[TEKS SUMBER]
Jaga Ketahanan Pangan Lewat Sektor Pariwisata
BANTEN, KOMPAS — Pariwisata dianggap mampu menjaga ketahanan pangan jika disertai dengan penganekaragaman kuliner Nusantara. Hal yang harus dilakukan adalah mengoptimalkan potensi pangan lokal dan sedapat mungkin mengurangi ketergantungan terhadap nasi.
”Potensi wisata di Indonesia sangat besar. Alam kita sangat kaya dan indah,” kata Maya Syahrial, akademisi dari Universitas Sahid, Jakarta, saat mengisi acara lokakarya ”Diversifikasi Kuliner Nusantara dalam Mendukung Ketahanan Pangan” di Indonesia Convention Exhibition, Tangerang, Banten, Minggu (17/12).
Dari 2013 hingga 2015, perolehan devisa Indonesia dari bidang pariwisata bisa mencapai lebih dari Rp 135 miliar. Dalam kurun waktu tersebut, pariwisata menduduki posisi keempat penyumbang devisa berdasarkan lapangan usahanya.
Pada 2016, Indonesia memperoleh devisa sebesar Rp 183,1 miliar hanya dari sektor pariwisata. Bahkan, sektor tersebut menjadi penyumbang devisa terbesar kedua di bawah minyak kelapa sawit.
Maya menilai, besarnya potensi pariwisata itu memiliki hubungan dengan ketahanan pangan. ”Pariwisata dan kuliner tidak bisa dipisahkan. Kita memiliki suku bangsa yang amat beragam dan dari daerah yang sangat bermacam-macam,” kata Maya.
”Setiap daerah memiliki kekhasannya masing-masing dan itu bisa jadi keunggulan dari pariwisata kita, selain mengandalkan keindahan alam. Kuliner menjadi salah satu daya tarik wisatawan,” kata Maya.

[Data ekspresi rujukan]
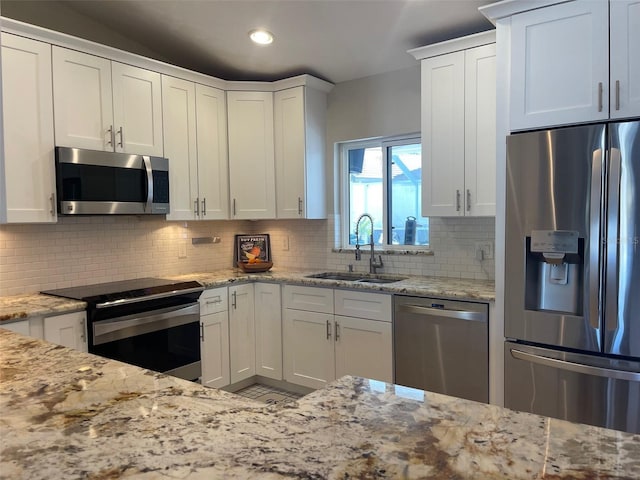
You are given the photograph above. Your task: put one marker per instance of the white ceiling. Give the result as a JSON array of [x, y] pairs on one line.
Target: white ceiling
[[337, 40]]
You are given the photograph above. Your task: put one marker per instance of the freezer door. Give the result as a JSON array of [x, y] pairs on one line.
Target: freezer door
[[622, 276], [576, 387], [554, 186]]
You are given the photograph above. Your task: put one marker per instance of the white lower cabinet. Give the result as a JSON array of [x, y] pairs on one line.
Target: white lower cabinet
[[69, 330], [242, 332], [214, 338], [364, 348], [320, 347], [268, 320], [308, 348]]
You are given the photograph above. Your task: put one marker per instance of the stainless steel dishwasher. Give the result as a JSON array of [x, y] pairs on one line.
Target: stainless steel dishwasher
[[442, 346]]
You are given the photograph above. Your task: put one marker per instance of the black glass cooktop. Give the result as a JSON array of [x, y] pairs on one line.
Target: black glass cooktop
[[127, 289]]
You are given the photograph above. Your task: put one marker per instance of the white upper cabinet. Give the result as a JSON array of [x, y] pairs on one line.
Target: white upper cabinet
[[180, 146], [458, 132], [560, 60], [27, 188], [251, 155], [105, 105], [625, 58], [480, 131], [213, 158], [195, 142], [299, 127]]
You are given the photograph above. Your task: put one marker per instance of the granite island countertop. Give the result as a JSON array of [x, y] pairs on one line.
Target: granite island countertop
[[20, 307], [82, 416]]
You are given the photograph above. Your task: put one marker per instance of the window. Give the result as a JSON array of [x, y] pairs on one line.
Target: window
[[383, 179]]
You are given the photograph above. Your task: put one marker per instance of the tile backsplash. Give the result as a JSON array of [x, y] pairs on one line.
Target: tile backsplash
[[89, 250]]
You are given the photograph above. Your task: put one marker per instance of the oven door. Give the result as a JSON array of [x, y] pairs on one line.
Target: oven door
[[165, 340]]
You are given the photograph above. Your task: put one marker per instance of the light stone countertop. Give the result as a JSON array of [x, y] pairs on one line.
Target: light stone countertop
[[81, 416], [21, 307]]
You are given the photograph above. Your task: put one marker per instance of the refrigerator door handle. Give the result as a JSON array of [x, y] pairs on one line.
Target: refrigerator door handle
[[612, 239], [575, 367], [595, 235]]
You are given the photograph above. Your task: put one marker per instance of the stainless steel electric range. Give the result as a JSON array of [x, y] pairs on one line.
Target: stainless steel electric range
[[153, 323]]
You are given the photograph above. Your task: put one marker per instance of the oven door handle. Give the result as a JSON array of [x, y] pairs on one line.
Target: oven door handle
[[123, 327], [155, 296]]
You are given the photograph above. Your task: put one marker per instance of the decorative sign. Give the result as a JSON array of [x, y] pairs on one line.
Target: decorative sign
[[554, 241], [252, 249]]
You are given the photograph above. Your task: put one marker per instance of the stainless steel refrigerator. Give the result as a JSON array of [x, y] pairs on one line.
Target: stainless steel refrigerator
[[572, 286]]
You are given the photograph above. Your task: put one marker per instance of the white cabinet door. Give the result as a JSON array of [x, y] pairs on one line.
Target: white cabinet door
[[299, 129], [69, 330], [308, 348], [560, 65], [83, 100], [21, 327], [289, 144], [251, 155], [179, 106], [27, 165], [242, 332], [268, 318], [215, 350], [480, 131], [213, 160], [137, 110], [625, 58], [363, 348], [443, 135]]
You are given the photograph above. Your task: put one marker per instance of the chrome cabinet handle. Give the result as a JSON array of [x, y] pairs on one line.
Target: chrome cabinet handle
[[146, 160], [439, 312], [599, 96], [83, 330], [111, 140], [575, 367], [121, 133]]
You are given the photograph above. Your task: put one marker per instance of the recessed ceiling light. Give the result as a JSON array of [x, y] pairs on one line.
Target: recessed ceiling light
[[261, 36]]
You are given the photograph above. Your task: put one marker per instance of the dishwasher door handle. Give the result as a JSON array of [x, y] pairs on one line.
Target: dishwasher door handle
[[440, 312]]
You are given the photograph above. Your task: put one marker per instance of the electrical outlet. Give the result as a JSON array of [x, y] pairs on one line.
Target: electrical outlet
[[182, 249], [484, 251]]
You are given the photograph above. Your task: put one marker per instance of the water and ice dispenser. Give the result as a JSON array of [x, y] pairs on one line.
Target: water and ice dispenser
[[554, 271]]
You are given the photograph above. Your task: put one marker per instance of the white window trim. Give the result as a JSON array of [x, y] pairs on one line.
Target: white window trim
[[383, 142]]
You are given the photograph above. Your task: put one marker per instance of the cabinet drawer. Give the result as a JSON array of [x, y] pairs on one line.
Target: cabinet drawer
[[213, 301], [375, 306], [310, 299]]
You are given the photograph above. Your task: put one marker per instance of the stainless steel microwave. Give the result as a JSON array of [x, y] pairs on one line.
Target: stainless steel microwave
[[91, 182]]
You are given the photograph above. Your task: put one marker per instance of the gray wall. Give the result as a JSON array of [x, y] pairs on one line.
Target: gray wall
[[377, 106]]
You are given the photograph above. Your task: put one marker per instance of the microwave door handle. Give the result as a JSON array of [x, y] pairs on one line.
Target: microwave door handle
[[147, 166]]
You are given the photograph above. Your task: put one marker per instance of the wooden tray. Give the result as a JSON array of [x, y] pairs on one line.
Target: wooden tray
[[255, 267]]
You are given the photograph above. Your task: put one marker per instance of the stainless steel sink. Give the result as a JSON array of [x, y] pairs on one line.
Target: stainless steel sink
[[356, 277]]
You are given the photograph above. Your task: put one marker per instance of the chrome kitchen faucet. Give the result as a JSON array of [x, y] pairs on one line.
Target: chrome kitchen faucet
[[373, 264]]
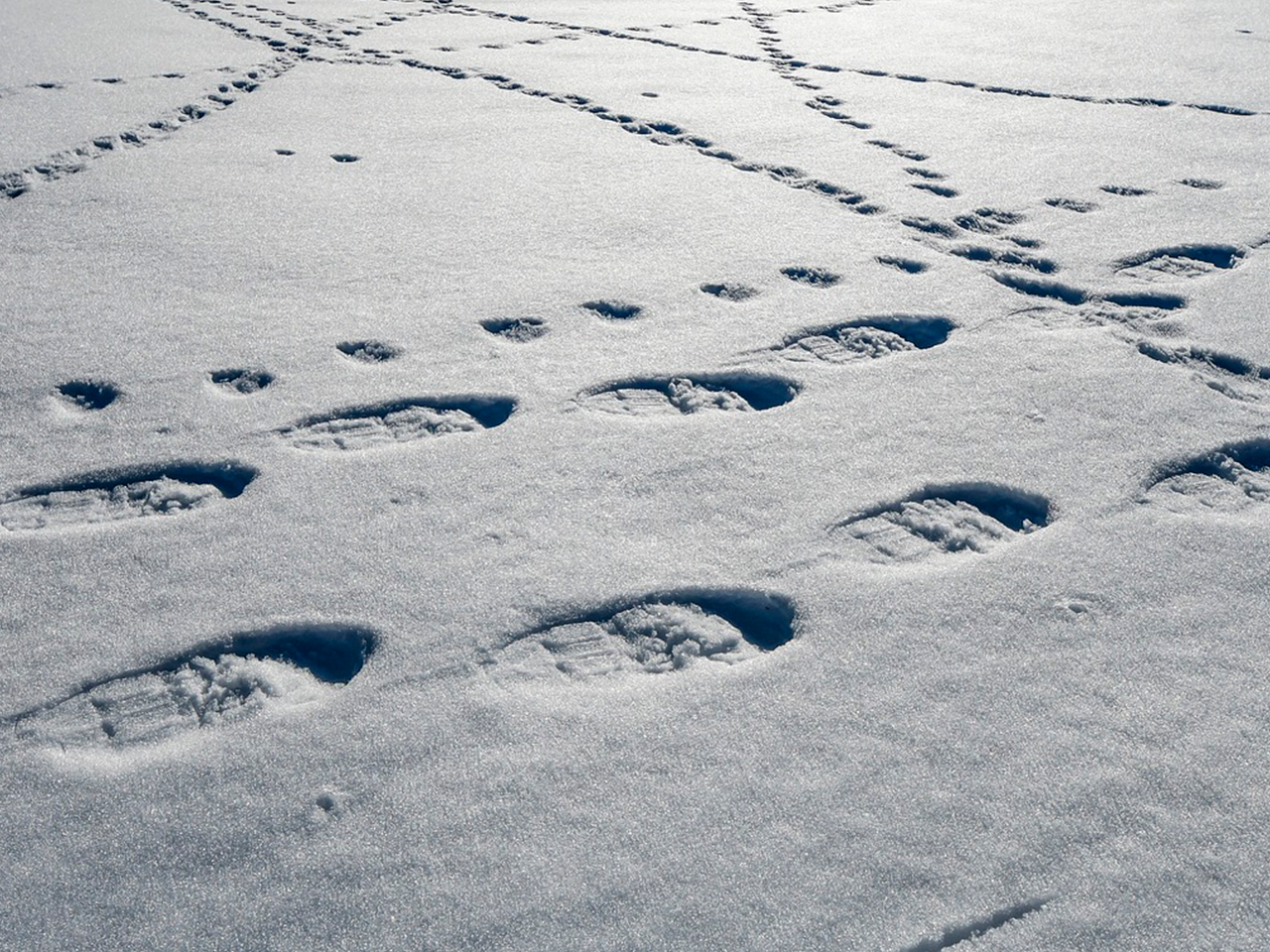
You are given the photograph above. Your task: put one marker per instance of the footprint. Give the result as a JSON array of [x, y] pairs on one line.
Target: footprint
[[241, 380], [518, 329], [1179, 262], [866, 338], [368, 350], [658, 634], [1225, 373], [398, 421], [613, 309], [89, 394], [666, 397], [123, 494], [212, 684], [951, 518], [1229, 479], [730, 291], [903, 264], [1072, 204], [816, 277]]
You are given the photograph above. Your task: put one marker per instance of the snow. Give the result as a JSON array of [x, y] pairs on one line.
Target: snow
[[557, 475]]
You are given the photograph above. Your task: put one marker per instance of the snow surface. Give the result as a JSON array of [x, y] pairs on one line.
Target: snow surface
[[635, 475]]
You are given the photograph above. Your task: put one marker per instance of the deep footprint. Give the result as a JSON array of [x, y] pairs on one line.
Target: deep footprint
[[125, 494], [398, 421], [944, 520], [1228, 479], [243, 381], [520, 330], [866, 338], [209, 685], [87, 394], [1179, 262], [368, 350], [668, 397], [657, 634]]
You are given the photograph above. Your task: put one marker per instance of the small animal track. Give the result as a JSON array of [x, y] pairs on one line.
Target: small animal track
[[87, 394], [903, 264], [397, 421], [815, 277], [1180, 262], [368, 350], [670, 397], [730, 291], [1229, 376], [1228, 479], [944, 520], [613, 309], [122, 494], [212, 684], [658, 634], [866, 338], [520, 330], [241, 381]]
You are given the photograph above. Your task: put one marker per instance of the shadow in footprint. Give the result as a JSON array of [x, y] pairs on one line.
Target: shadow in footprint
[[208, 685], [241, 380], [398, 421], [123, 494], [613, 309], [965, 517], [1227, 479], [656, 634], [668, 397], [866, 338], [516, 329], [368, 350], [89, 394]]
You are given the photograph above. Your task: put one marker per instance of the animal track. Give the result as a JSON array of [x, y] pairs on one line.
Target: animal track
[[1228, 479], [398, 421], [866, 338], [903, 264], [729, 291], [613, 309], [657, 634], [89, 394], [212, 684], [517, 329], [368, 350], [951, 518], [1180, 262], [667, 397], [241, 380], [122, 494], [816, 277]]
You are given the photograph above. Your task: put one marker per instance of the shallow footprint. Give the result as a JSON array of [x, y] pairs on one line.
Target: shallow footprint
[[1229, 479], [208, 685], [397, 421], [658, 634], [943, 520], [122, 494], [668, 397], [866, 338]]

[YANG DIHARAPKAN] Menurut teks sumber, berapa devisa yang diperoleh Indonesia dari sektor pariwisata saja pada 2016? Gunakan hanya teks sumber untuk mengerjakannya.

[JAWABAN LATIHAN] Rp 183,1 miliar.